What this task involves: Please update the listing below by replacing every "spectator" with "onlooker" and leaving everything else unchanged.

Task inputs:

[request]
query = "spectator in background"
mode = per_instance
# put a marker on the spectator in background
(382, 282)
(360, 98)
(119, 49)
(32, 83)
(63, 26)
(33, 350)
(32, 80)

Expected answer:
[request]
query = "onlooker in background"
mode = per_instance
# put a marker on the onlooker in background
(382, 282)
(360, 98)
(119, 49)
(32, 83)
(63, 26)
(33, 350)
(32, 80)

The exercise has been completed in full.